- **SUPPLIED TEXT**
Segment Open
I too am a proponent of training in multiple types of clothing.  I personally believe that more schools should have "street clothes days" in which training is in jeans and t-shirt or old dress shirts (so as not to ruin good clothes) and clean street shoes.

I am currently internally debating the merits of foregoing barefeet training all together and making shoes part of the training uniform, but that's another thread... http://www.martialtalk.com/forum/showthread.php?t=21412&highlight=shoes+bare+feet

In reference to a "training uniform" that is more acceptable in, say, walmart, you might try hospital worker's scrubs.  They allow for a large freedom of movement and are fairly non-descript without wearing your actual keikogi.


----------



## jks9199 (Jun 7, 2007)

RED said:


> my real progress as a martial artist. (I've done a lot of relocating). I've seen people at stores wearing their Gi / Dobak around. I didn't think twice about it.


 
I don't like seeing adult bebopping around town in any martial arts uniform.  It's one thing for little kids, but adults can manage to figure out a way to change their clothes before and after class, even if they just pull a pair of BDU-style pants over the gi bottom, and a clean t-shirt.  The uniform is for in class, not running errands.
Segment Closed
- **WORK ORDER A**
In the martial arts uniform thread, what does jks9199 say adults could pull over the gi bottom, along with a clean t-shirt?
- **WORK ORDER B**
Continue the martial arts uniform thread from its last sentence.
The records after this are not needed.

- **DATASET EXTRACT**
Segment Open
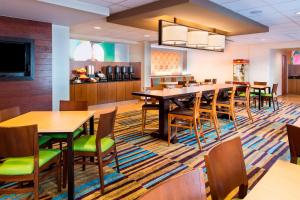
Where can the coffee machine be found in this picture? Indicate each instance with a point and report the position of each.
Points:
(124, 73)
(130, 72)
(118, 74)
(109, 73)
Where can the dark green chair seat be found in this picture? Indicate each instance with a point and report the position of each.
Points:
(44, 139)
(87, 143)
(24, 165)
(266, 95)
(64, 135)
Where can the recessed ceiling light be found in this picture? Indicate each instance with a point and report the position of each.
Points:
(255, 12)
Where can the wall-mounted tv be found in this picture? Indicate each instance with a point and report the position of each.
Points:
(16, 59)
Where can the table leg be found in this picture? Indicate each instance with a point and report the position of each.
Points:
(70, 165)
(259, 99)
(92, 132)
(92, 125)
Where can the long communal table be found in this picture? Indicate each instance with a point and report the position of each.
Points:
(166, 96)
(57, 122)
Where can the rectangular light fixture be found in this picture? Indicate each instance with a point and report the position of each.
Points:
(179, 35)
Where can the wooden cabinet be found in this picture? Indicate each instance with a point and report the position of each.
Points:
(294, 86)
(84, 92)
(108, 92)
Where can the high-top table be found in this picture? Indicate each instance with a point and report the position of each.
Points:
(166, 96)
(57, 122)
(282, 181)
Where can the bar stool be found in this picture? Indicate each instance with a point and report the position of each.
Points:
(227, 107)
(210, 113)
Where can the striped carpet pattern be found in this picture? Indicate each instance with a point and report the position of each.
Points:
(146, 161)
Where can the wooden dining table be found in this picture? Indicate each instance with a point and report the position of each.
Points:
(57, 122)
(282, 181)
(260, 88)
(166, 96)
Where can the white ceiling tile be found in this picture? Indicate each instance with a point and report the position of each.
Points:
(97, 2)
(244, 4)
(135, 3)
(286, 6)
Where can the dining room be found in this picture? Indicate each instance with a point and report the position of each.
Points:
(125, 99)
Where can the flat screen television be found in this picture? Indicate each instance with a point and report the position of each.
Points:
(16, 59)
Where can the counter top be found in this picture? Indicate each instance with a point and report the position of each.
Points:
(71, 82)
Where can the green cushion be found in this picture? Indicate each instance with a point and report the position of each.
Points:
(87, 143)
(24, 165)
(64, 136)
(44, 139)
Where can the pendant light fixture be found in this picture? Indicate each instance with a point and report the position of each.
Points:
(216, 41)
(197, 38)
(174, 34)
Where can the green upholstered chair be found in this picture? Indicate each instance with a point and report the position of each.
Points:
(102, 146)
(223, 180)
(271, 97)
(25, 162)
(70, 106)
(12, 112)
(293, 133)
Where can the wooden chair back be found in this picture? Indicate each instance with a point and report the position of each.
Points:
(10, 138)
(293, 133)
(73, 105)
(184, 187)
(231, 98)
(183, 83)
(106, 125)
(274, 89)
(215, 98)
(197, 102)
(226, 169)
(260, 83)
(9, 113)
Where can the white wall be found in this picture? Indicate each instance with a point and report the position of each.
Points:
(60, 65)
(265, 62)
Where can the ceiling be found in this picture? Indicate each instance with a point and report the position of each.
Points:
(195, 13)
(279, 15)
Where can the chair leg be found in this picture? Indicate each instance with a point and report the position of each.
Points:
(65, 170)
(196, 134)
(169, 129)
(216, 126)
(117, 160)
(36, 186)
(143, 121)
(58, 174)
(233, 117)
(273, 103)
(101, 173)
(249, 111)
(83, 165)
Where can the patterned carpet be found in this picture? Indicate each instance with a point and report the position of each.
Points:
(146, 161)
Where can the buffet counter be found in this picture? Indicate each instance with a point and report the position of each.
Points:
(104, 92)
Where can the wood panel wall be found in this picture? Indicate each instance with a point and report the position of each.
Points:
(35, 94)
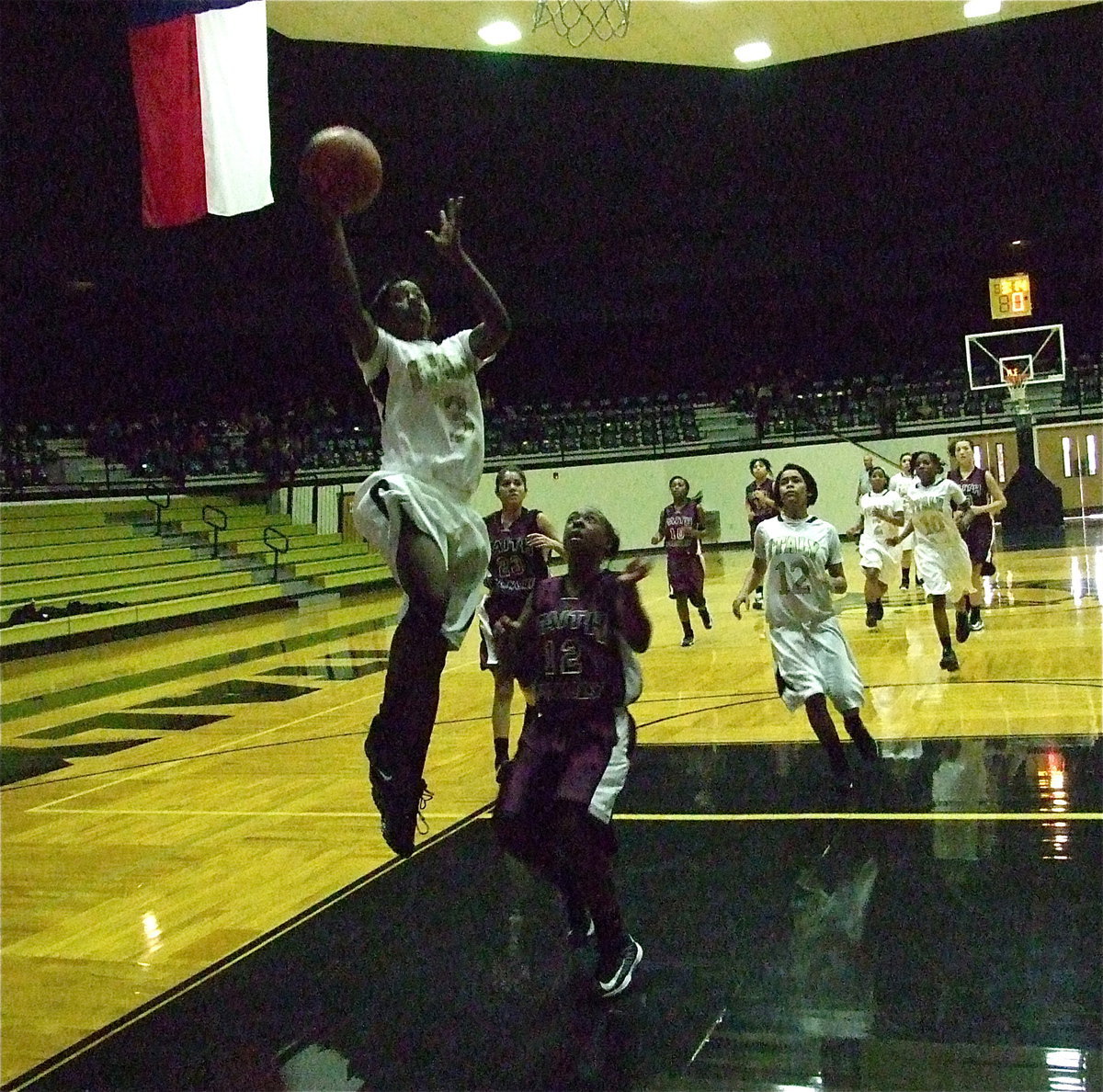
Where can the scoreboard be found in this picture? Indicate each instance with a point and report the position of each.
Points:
(1009, 296)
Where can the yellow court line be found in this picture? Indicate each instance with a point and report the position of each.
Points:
(643, 817)
(933, 816)
(456, 816)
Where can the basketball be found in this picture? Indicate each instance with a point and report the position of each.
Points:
(342, 166)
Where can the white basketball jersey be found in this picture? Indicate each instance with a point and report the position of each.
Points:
(797, 590)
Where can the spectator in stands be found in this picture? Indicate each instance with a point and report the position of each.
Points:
(864, 486)
(760, 503)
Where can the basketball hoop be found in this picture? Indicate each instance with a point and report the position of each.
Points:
(580, 20)
(1016, 380)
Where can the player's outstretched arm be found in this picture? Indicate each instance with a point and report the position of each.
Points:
(633, 621)
(495, 325)
(750, 583)
(545, 539)
(358, 324)
(905, 530)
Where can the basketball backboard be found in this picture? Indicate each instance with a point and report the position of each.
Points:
(1038, 352)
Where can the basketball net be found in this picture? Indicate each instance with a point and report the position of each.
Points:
(1016, 380)
(580, 20)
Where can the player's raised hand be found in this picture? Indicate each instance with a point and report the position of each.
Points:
(447, 237)
(634, 572)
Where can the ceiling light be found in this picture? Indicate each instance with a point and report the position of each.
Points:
(500, 33)
(974, 9)
(753, 51)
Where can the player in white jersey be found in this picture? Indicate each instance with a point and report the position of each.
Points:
(881, 516)
(800, 560)
(941, 554)
(417, 507)
(900, 483)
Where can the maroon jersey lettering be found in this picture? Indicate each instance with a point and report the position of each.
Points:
(579, 652)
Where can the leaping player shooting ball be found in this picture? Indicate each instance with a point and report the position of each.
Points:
(416, 507)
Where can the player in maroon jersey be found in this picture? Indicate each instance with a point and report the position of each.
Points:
(519, 541)
(576, 643)
(681, 528)
(977, 528)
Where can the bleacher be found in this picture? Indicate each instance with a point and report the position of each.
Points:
(120, 566)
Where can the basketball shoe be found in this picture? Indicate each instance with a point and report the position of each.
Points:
(400, 800)
(613, 974)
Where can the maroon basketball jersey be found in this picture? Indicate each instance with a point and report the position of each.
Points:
(579, 648)
(975, 486)
(674, 523)
(516, 566)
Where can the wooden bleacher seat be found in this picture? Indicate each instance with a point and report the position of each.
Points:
(71, 556)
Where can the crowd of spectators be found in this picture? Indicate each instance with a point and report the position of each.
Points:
(313, 436)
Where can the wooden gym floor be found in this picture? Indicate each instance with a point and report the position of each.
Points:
(196, 893)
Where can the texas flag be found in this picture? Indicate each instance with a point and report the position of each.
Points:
(201, 86)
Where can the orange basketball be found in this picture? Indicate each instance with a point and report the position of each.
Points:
(342, 166)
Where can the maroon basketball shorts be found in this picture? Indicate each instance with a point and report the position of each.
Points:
(977, 538)
(685, 574)
(582, 758)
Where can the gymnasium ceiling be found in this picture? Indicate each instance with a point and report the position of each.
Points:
(679, 32)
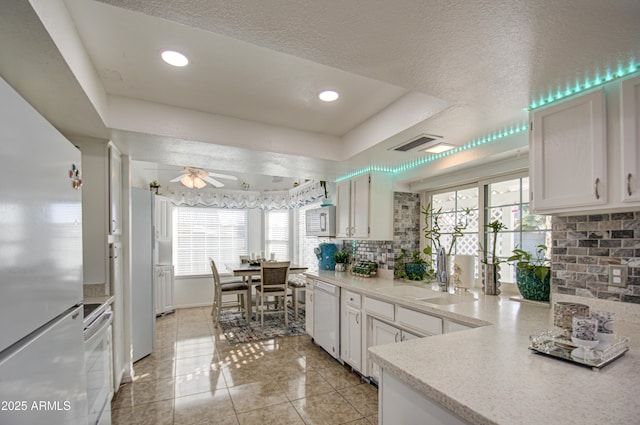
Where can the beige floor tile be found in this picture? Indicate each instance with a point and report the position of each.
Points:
(202, 408)
(310, 383)
(194, 350)
(158, 413)
(199, 383)
(279, 414)
(197, 365)
(143, 392)
(326, 409)
(363, 397)
(339, 376)
(151, 369)
(256, 395)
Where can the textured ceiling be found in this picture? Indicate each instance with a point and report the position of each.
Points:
(477, 65)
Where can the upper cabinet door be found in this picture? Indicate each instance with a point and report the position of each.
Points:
(568, 154)
(631, 139)
(360, 207)
(115, 191)
(343, 209)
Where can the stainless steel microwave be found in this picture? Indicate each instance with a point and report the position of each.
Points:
(321, 221)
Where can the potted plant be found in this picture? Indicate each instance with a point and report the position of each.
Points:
(491, 266)
(413, 266)
(432, 232)
(533, 275)
(341, 258)
(154, 186)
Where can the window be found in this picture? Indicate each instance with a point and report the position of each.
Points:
(277, 234)
(202, 232)
(453, 206)
(508, 201)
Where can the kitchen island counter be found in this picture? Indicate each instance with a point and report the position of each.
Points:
(487, 375)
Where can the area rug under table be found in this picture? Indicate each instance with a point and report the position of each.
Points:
(236, 330)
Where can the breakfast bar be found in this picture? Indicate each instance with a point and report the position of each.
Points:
(487, 375)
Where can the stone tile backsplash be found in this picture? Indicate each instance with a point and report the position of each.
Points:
(584, 246)
(406, 233)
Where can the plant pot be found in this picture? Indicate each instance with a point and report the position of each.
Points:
(415, 271)
(530, 285)
(491, 279)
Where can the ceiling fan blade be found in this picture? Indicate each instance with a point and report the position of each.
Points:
(177, 178)
(223, 176)
(212, 181)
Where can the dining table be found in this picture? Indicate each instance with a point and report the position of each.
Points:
(249, 270)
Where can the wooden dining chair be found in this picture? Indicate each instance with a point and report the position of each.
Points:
(274, 282)
(238, 288)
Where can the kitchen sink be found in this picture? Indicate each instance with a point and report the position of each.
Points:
(448, 299)
(406, 291)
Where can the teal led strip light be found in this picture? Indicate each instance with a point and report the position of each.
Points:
(496, 135)
(580, 86)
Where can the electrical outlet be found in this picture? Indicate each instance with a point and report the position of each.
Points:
(618, 276)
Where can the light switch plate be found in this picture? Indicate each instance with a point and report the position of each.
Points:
(618, 276)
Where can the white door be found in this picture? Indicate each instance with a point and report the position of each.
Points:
(360, 206)
(351, 343)
(115, 191)
(631, 139)
(568, 154)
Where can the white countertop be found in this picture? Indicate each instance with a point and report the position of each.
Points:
(487, 375)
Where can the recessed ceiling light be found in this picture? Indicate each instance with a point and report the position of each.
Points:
(439, 148)
(328, 95)
(174, 58)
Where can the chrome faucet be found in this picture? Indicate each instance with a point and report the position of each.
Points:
(442, 270)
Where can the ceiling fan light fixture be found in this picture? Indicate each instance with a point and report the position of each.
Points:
(187, 180)
(174, 58)
(198, 183)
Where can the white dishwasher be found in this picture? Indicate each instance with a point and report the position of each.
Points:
(326, 317)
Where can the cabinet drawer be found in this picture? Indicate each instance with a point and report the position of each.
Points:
(352, 299)
(379, 308)
(430, 325)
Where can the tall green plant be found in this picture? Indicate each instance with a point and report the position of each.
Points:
(432, 229)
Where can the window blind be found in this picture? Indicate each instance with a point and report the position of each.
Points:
(277, 234)
(209, 232)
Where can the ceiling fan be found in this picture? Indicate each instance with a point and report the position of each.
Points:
(198, 178)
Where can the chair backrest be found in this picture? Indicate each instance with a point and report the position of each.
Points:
(214, 271)
(275, 273)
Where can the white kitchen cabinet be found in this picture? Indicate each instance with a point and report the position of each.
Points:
(351, 330)
(115, 191)
(164, 289)
(630, 127)
(568, 154)
(163, 218)
(364, 207)
(308, 305)
(402, 405)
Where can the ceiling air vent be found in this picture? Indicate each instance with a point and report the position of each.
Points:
(421, 142)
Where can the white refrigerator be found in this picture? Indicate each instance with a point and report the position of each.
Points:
(143, 317)
(42, 372)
Segment Closed
- **ANSWER A**
A pair of BDU-style pants.

- **ANSWER B**
Drac said:


> Well said Jim..I train in the BDU pants and boots that I wear on duty, in the academy all students and instructors wear the same..When I studied a traditional system I wore the Gi ONLY in class, at home it was sweats and a t-shirt..


 
It all depends on what I'm practicing and where I'm training.  But any time I see self defense books where nobody is in street clothes, or (even worse!) so-called "defensive tactics/karate/aikido/etc. for law enforcement" books or videos where nobody is wearing a gun belt or boots or a police uniform -- I know the thing is a waste of time.  Clothes do affect what you can do.  I'm currently assigned as a detective; if I'm dressed in a suit, my mobility is different than if I'm in BDUs and a tac-vest.  Training attire should (at least sometimes) match what you expect to be wearing when you apply it.  For realityp-oriented martial arts -- that's street clothes.  For sporting stuff -- wear what you'll be competing in.


----------



## Shotochem (Jun 7, 2007)

You're not that strange. :wink2:

I'll admit it I personally enjoy the feel of a good heavyweight ghi.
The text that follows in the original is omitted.